Dataset rows
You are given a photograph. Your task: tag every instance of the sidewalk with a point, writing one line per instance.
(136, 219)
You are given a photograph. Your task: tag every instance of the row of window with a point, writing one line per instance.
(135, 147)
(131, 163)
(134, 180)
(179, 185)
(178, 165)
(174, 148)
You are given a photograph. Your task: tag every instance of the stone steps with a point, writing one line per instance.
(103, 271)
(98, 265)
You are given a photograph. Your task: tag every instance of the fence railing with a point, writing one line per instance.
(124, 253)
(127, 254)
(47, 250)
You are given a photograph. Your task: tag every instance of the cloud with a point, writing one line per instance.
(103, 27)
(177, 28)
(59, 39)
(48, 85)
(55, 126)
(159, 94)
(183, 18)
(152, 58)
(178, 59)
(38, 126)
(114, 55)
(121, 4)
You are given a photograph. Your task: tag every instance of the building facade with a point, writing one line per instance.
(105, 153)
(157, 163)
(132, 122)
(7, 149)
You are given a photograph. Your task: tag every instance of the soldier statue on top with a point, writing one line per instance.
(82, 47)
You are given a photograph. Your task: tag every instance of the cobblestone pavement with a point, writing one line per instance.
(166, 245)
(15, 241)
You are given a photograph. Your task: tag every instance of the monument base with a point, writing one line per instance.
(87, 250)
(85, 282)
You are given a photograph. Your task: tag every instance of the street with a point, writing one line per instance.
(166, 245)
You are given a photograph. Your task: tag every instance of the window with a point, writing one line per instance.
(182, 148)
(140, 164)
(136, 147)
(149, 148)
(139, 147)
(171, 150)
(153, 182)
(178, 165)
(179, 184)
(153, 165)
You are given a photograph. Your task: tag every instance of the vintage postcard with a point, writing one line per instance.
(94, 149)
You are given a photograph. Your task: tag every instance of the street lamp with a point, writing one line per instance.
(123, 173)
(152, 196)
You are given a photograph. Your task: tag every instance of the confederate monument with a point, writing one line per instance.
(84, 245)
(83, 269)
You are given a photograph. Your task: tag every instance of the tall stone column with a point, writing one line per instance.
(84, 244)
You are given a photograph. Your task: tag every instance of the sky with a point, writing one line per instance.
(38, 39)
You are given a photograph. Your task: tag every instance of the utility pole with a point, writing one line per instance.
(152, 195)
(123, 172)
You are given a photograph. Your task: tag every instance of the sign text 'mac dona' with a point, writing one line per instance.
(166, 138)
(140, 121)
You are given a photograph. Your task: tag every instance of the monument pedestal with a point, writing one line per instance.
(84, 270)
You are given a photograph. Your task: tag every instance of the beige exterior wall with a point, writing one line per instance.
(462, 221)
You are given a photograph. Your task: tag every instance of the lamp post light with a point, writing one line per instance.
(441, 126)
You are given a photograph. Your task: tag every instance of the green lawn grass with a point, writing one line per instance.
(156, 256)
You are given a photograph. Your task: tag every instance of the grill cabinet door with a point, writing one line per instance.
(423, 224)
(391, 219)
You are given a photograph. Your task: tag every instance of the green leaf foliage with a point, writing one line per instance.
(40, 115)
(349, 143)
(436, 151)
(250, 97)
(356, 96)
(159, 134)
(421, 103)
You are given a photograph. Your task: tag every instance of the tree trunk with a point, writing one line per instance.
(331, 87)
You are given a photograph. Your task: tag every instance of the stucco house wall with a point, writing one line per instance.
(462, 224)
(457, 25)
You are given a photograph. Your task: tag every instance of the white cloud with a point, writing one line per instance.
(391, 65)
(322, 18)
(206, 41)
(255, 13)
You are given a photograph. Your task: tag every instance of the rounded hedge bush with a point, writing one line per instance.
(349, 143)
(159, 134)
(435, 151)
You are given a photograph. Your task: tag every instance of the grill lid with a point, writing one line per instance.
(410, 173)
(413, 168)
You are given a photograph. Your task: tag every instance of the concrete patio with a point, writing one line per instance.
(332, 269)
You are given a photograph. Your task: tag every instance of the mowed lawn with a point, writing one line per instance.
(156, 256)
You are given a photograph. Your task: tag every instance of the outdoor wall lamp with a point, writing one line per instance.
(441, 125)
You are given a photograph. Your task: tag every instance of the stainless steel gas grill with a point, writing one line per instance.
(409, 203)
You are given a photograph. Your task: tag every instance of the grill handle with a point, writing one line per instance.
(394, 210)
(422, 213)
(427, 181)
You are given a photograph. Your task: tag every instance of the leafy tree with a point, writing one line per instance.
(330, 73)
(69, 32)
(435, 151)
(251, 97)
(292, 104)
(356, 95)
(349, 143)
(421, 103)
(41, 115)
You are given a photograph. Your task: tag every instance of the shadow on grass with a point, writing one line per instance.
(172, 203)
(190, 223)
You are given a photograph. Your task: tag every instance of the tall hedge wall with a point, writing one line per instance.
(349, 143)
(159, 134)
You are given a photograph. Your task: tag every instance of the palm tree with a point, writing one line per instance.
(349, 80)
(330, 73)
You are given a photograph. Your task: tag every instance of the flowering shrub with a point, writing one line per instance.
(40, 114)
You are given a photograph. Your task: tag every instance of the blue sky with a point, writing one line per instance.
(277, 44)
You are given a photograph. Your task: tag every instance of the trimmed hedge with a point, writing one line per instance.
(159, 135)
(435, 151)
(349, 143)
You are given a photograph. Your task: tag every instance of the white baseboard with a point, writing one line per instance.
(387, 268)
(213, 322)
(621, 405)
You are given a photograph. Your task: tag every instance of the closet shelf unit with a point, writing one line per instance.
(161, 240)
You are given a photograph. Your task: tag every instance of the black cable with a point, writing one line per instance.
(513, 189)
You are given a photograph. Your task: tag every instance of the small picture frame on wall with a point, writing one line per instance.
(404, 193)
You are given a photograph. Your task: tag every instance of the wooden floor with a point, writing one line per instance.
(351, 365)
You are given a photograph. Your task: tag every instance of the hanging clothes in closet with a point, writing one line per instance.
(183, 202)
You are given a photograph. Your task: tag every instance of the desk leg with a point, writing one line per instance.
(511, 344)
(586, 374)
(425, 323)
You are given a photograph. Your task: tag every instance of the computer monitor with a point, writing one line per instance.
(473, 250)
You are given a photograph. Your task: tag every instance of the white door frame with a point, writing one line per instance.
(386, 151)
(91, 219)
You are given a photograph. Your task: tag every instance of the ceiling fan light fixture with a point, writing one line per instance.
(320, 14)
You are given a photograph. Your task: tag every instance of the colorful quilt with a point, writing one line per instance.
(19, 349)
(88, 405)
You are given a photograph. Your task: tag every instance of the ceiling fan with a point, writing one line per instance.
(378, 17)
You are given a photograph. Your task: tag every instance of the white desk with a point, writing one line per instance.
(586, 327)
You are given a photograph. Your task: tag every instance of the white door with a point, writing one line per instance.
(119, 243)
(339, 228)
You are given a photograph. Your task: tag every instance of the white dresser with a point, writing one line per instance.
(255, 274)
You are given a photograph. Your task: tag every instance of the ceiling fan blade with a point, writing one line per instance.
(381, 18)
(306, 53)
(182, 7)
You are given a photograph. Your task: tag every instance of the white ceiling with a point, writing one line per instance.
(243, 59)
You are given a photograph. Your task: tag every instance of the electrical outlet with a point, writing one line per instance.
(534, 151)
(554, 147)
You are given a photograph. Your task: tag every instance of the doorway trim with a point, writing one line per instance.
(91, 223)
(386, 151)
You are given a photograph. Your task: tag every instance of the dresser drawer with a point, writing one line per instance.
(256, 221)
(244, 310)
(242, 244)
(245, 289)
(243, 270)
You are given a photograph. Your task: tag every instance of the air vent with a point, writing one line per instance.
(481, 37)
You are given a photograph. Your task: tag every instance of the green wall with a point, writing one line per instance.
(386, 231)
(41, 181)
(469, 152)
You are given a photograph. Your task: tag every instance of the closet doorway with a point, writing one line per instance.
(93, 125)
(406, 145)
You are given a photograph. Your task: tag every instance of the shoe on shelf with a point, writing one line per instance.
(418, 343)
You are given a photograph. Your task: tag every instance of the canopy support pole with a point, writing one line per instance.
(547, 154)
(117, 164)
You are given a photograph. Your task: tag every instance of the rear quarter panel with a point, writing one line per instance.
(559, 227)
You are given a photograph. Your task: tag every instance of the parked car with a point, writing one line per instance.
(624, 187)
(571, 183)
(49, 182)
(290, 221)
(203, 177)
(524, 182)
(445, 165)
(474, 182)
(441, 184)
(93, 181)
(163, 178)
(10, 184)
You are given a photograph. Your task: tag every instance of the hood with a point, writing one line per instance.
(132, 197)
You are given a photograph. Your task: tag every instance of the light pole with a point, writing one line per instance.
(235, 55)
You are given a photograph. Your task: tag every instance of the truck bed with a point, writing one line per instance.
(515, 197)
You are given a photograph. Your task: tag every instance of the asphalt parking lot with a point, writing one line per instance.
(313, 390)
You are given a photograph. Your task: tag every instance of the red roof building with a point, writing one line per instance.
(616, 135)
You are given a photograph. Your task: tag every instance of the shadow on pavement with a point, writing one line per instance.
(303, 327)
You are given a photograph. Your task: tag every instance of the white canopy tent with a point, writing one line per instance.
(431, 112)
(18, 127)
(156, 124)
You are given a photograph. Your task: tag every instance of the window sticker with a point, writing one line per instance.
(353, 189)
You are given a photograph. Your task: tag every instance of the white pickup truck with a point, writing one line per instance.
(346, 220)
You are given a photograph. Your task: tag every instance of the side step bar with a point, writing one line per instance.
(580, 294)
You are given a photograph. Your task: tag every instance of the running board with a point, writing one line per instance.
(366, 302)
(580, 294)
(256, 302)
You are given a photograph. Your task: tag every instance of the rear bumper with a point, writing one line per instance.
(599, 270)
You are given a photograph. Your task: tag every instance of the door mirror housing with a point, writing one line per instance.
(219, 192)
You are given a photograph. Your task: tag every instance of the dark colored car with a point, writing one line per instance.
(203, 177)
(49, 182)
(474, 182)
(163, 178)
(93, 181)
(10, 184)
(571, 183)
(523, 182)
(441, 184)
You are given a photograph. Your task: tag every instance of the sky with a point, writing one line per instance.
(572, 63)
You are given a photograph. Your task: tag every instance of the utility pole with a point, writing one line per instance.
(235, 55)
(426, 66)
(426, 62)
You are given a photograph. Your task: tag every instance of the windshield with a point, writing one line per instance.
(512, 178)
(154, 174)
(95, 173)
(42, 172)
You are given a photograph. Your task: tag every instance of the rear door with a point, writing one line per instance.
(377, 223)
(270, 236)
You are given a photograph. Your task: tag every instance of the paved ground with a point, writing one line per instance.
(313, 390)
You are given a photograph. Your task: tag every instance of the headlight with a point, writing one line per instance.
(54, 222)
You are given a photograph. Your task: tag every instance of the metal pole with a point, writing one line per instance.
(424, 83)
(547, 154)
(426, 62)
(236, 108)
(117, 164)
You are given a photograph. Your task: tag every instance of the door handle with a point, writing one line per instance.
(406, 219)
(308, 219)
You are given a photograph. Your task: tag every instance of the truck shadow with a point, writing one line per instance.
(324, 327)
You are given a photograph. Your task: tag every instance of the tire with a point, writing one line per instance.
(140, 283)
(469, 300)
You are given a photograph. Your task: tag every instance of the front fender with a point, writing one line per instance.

## WHAT YOU NEED TO DO
With the line containing "of the windshield" as the first and the last line of the records as the final one, print exactly the lines in that span.

## RESULT
You are given a photograph. Your task: tag every instance of the windshield with a point, writing one line per instance.
(512, 178)
(154, 174)
(95, 173)
(42, 172)
You are given a photograph. Your task: tag every instance of the rear door with a point, writing one line per instance.
(377, 223)
(270, 236)
You are given a photograph. Your task: tag every instance of the paved ground with a point, writing one line per instance.
(313, 390)
You are given a photograph. Your task: tag every instance of the headlight with a point, writing one line per instance.
(54, 222)
You are given a photograph. Your task: tag every instance of the metal pole with a point, writing one line per instance.
(424, 83)
(547, 154)
(426, 62)
(236, 108)
(117, 164)
You are given a photograph. Your task: tag every instance of the door handle with a point, writing one line per instance.
(406, 219)
(308, 219)
You are given a photograph. Your task: tag every instance of the truck shadow with a point, writing one line per instance.
(324, 327)
You are given a photograph. Your task: tag every instance of the tire with a point, writing one line per instance.
(140, 283)
(469, 300)
You are given a photograph. Your task: tag every instance of the front fender with a point, writing one line per instance.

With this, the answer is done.